# RECORDS TO USE
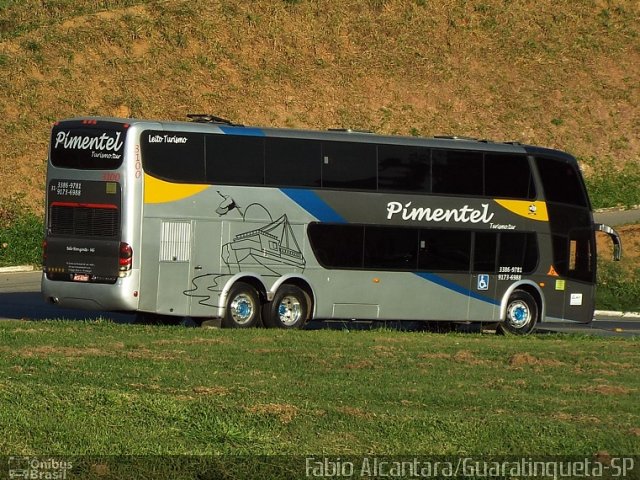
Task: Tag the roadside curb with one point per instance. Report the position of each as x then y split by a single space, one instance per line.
612 313
19 268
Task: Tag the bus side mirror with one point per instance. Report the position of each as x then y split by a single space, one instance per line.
615 238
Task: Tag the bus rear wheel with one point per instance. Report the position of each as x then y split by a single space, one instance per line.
289 308
522 314
243 307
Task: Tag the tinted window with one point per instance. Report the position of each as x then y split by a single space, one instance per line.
237 159
561 181
404 169
349 165
508 176
390 248
337 246
457 172
581 255
292 162
484 252
444 250
518 250
173 156
86 148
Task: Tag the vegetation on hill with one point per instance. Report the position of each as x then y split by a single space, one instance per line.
561 74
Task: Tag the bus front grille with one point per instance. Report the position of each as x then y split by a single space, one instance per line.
84 220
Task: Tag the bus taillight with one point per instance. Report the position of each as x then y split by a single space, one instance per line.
126 258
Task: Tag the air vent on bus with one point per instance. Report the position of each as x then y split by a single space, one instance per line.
206 118
349 130
84 220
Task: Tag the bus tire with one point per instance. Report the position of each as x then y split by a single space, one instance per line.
243 307
289 308
522 314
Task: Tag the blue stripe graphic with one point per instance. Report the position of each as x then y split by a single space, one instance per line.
247 132
455 287
312 203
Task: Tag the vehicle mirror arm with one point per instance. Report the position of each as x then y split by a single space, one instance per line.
615 238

# TASK BRIEF
Rewrite the entries from the line with "Task: Tag the air" through the last line, replacing "bus tire" with "bus wheel" and leaving everything else unchanged.

# TASK RESULT
Task: Tag the air vent on bus with one point per instance. Report the position of each as x then y split by a single space, one instance per line.
206 118
349 130
84 220
Task: Tag the bus wheel with one point per instance. Report the position of each as x then y split by a single space, one instance per line.
243 307
289 308
522 314
Task: Tag the blue stripe graphic with one point per instance. Report the position of each as x then y split by a single space, one instance per line.
247 132
455 287
312 203
Task: Tag the vehicle mirror arm with one point per instance. Report the position of each as x then y split by a single space, one instance per line.
615 238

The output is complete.